Samizdat – Ho finito di leggere il Discorso su Dante di Mandel’štam che mi consigliasti. Vorrei parlartene.
Il poeta – Volentieri. Ti è piaciuto?
Samizdat – Mi ha catturato, anche quando non mi ha convinto. E poi non è che l’abbia capito in tutti i passaggi. Ma alcuni punti mi hanno davvero affascinato.
Il poeta - Conoscendoti, potrei indovinare quali sono. Ma è meglio che parli tu.
Samizdat – Il primo, che mi ha suscitato una risatina liberatoria, è quando definisce Dante «un poveraccio di antico sangue romano» (128). E aggiunge – ecco, ti leggo - «in tutta quanta la Divina Commedia egli non sa come comportarsi, dove mettere i piedi, non sa cosa deve dire, né come fare un inchino».
Il poeta – Allora c’ho azzeccato! E perché ti piace questo Dante imbranato?
Samizdat – Perché non sopporto il Dante dei professoroni. Che mi ha perseguitato dai tempi del liceo. Uno con la puzza sotto al naso. Uno nato imparato, già con la Commedia scritta tutta in testa già da quando, giovane, si distraeva con Beatrice e altre dame. Mandel’štam ha visto giusto. Quando ho letto questo pezzo: «L’inquietudine, l’imbarazzo, una penosa goffaggine accompagnano ogni passo di quest’uomo tormentato e braccato, insicuro, insufficientemente educato, incapace di mettere in pratica la propria esperienza interiore, di oggettivarla in un galateo» (128), mi son detto: ecco questo è il Dante che a me interessa. Il Dante poveraccio e imbranato di Mandel’štam assomiglia al mio, al poeta esodante, non al poeta-monumento, che viene somministrato da qualche secolo nelle aule dei licei italiani. Anni fa, in una discussione con un amico, parlai addirittura di Dante come profuga-migrante del suo tempo. E l’accostai ai suoi corrispettivi di massa odierni: quelli che sbarcano a Lampedusa.

* Materiale fornito *
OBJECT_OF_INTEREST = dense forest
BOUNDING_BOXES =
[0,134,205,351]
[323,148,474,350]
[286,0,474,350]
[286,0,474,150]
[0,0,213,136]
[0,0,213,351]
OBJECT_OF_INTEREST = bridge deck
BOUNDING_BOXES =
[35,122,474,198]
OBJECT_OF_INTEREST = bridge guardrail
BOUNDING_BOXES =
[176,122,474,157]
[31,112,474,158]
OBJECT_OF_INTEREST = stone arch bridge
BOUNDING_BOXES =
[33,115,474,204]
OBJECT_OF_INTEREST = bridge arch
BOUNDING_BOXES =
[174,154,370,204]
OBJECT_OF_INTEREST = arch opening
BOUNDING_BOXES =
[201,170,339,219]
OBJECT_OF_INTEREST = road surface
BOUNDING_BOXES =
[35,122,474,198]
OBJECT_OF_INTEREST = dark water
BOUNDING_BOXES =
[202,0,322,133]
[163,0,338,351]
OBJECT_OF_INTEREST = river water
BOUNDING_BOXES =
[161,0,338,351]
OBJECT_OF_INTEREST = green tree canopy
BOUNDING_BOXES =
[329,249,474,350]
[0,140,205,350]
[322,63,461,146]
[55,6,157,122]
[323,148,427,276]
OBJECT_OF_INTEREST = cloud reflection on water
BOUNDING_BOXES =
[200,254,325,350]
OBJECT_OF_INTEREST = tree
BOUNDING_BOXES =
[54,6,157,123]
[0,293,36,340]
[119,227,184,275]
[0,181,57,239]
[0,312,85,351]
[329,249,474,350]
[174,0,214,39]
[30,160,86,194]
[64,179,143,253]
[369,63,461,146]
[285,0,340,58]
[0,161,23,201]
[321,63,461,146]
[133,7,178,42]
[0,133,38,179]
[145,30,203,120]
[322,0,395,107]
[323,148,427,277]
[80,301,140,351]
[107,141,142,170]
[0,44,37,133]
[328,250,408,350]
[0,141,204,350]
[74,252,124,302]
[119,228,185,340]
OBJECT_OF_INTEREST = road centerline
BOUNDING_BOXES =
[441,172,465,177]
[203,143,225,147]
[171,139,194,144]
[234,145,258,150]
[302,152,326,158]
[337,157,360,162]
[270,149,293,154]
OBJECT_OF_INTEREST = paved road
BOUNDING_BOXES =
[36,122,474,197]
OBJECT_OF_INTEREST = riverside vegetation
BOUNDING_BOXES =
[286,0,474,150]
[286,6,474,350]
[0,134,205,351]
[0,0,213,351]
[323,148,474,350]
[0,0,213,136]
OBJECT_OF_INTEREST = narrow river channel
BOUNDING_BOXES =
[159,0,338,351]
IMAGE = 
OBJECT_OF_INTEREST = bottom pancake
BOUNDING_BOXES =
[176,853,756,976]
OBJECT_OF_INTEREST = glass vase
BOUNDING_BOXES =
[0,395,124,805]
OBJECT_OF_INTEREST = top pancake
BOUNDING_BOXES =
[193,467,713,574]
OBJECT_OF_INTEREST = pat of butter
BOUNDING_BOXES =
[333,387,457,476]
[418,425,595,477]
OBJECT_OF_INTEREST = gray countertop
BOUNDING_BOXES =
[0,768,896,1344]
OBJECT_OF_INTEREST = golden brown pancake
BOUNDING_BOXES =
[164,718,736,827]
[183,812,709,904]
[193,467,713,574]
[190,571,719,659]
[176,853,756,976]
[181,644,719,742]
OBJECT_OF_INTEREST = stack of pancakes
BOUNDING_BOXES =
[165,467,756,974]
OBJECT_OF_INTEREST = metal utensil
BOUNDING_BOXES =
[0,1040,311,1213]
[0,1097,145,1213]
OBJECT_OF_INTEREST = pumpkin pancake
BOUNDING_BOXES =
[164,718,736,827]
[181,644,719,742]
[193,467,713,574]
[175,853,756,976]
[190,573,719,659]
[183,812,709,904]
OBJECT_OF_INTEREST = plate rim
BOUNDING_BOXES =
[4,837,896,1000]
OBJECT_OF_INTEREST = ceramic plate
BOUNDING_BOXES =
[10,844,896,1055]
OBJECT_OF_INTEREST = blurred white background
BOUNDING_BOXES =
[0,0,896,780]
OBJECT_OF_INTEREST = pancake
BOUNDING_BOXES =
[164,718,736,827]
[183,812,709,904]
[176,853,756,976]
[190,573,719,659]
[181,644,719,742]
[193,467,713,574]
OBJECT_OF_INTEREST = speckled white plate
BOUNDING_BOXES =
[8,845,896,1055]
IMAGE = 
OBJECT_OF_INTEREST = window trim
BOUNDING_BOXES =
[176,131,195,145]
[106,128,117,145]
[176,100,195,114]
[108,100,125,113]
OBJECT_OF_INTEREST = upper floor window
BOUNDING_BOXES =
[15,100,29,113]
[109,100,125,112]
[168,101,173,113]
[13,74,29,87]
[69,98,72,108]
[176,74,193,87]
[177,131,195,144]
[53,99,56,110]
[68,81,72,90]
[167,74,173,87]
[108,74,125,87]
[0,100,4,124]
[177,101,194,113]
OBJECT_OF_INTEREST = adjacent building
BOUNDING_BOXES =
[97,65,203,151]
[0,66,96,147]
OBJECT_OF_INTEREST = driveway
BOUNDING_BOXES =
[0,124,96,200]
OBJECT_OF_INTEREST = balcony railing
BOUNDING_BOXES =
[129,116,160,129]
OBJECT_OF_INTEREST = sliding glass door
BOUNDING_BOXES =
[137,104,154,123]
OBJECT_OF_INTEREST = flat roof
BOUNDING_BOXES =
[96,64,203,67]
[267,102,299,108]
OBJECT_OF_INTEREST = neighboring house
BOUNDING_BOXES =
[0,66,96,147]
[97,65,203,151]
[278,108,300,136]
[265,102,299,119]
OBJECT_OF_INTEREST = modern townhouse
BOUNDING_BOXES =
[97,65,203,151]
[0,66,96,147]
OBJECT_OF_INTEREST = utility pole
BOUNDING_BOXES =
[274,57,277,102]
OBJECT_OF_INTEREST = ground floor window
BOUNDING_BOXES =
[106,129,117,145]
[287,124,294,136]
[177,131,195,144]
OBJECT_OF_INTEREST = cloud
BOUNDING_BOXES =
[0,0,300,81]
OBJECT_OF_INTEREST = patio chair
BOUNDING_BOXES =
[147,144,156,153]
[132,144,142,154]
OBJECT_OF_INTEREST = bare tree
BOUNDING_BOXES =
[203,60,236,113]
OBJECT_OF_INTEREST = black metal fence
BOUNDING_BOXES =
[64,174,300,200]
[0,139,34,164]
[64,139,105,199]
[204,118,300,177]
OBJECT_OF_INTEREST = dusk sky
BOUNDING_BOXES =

* Compito da svolgere *
Riproduca fedelmente il passo del dialogo sul Discorso su Dante che comincia con «Samizdat – Il» e prosegue fino a «questo Dante imbranato?».

* Esito del compito *
Samizdat – Il primo, che mi ha suscitato una risatina liberatoria, è quando definisce Dante «un poveraccio di antico sangue romano» (128). E aggiunge – ecco, ti leggo - «in tutta quanta la Divina Commedia egli non sa come comportarsi, dove mettere i piedi, non sa cosa deve dire, né come fare un inchino».
Il poeta – Allora c’ho azzeccato! E perché ti piace questo Dante imbranato?